**SELECTED PASSAGE**:
──────────

One operation remains problematical, the vn_rename call.
It is tempting to look up the source of the rename for deletion
and the target for creation.
However, filesystems that lock directories during such lookups must avoid
deadlock if the two paths cross.
For that reason, the source is translated for LOOKUP only,
with the WANTPARENT flag set;
the target is then translated with an operation of CREATE.

In addition to the changes concerned with the nameidata interface,
several other changes were made in the vnode operations.
The vn_rdrw entry was split into vn_read and vn_write;
frequently, the read/write entry amounts to a routine that checks
the direction flag, then calls either a read routine or a write routine.
The two entries may be identical for any given filesystem;
the direction flag is contained in the uio given as an argument.

All of the read and write operations use a uio to describe
the file offset and buffer locations.

──────────

**SUPPLIED MATERIAL**:
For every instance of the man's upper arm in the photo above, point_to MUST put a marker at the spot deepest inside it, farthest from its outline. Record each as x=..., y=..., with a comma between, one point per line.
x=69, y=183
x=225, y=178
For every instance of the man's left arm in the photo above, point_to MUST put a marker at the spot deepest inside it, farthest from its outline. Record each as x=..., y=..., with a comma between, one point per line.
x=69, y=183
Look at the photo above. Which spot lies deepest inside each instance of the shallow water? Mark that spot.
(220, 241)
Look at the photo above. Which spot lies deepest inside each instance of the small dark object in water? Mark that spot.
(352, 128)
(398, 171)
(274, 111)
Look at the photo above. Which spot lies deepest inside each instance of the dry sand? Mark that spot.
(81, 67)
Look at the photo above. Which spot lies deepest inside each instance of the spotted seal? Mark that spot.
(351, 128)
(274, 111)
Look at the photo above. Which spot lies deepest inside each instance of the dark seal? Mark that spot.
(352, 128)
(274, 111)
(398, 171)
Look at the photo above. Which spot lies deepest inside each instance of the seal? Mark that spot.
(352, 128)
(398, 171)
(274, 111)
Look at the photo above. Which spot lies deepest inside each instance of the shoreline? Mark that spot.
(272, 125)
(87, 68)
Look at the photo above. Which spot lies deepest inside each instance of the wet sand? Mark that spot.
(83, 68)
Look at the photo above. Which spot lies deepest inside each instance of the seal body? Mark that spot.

──────────

**EXERCISE DESCRIPTION**: According to the vnode operations passage, into which two entries was the vn_rdrw entry split?

**RESULT FOR THIS EXERCISE**: vn_read and vn_write